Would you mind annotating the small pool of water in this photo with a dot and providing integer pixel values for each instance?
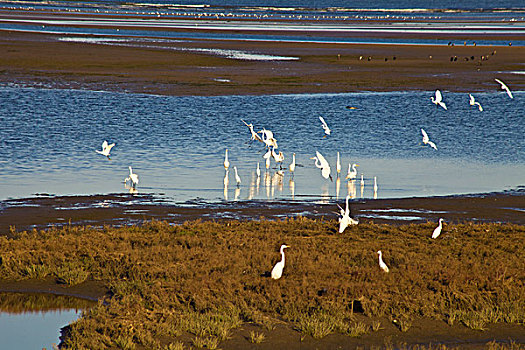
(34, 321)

::::

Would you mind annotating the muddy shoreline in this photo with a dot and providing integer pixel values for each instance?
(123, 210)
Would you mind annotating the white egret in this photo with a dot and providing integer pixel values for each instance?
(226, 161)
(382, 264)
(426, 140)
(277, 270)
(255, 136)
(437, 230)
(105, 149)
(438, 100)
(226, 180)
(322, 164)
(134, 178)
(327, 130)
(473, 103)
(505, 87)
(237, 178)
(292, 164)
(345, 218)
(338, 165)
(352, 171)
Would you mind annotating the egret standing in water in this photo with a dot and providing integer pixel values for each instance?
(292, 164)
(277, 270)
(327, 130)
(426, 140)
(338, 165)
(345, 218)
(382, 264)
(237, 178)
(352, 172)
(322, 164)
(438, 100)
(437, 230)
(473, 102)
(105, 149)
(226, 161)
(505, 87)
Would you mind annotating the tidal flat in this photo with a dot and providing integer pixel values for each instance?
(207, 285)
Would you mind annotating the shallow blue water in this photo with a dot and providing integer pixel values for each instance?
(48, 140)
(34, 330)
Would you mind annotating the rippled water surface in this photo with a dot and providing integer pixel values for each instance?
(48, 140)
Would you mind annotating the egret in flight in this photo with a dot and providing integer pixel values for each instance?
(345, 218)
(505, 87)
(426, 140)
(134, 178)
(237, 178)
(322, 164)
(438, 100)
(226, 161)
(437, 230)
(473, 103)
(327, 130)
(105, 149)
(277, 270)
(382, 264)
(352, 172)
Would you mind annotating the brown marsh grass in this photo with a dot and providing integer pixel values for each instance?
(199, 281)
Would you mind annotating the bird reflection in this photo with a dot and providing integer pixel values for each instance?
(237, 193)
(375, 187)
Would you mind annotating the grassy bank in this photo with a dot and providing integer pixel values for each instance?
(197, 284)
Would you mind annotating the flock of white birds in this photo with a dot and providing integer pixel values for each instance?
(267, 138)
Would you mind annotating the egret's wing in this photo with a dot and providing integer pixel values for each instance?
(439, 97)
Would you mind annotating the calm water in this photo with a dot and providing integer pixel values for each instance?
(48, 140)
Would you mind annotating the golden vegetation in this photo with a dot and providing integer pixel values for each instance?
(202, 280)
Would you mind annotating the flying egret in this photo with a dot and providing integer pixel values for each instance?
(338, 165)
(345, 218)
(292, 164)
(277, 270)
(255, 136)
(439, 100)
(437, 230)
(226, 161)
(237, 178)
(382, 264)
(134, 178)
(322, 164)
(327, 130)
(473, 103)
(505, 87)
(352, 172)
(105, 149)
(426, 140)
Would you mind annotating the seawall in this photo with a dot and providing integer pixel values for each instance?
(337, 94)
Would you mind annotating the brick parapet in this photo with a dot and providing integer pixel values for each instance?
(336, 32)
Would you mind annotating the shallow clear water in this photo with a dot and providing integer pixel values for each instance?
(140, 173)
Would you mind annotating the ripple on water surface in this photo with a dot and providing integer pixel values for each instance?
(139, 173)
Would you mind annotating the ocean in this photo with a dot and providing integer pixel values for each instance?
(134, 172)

::::

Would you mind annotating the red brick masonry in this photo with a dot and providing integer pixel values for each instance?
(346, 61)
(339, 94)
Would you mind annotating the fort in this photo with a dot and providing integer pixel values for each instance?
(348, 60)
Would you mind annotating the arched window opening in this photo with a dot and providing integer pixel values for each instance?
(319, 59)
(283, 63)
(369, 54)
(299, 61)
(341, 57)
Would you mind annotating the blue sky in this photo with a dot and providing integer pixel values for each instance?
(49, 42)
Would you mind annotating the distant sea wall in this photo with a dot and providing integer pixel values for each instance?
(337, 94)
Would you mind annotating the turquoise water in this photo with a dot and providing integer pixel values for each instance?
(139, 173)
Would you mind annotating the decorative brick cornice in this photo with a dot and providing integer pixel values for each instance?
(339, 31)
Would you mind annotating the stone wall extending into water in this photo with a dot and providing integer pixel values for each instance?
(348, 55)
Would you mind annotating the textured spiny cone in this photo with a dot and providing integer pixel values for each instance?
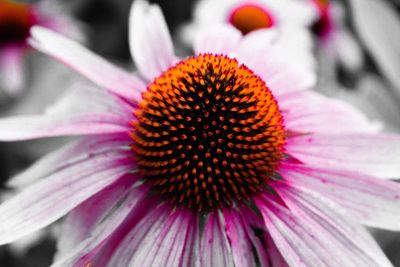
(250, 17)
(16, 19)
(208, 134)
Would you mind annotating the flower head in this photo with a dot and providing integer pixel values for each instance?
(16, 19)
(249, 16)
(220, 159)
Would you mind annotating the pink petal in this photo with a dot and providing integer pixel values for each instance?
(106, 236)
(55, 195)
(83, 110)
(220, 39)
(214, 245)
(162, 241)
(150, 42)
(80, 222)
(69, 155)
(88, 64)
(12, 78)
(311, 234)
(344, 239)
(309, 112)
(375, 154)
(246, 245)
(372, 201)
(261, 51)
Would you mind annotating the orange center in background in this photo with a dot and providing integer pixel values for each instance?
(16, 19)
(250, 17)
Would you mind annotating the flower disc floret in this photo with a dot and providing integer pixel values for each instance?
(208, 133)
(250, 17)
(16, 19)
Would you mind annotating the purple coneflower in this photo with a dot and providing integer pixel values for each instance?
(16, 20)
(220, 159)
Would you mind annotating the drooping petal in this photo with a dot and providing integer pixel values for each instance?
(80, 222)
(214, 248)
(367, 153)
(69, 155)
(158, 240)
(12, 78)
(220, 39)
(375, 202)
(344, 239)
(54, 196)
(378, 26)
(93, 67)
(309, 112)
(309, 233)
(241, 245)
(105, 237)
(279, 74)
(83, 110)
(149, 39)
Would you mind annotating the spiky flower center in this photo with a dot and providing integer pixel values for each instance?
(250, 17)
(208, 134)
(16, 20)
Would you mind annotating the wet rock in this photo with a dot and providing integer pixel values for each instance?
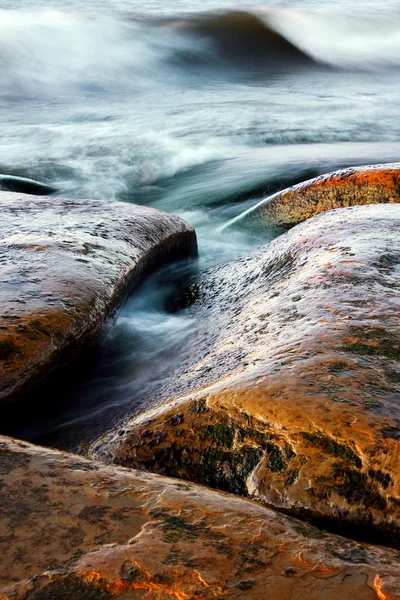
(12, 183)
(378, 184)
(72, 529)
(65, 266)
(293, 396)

::::

■ **Given task**
Select every line from the rows that contains the word "center" and copy each one out.

■ **Response**
Would you mind annotating the orange center in background in this photo with a dot and providing integer pixel values for each instance?
Would you mind annotating the spiky flower center in this photo with a dot and providing integer pixel values for each instance?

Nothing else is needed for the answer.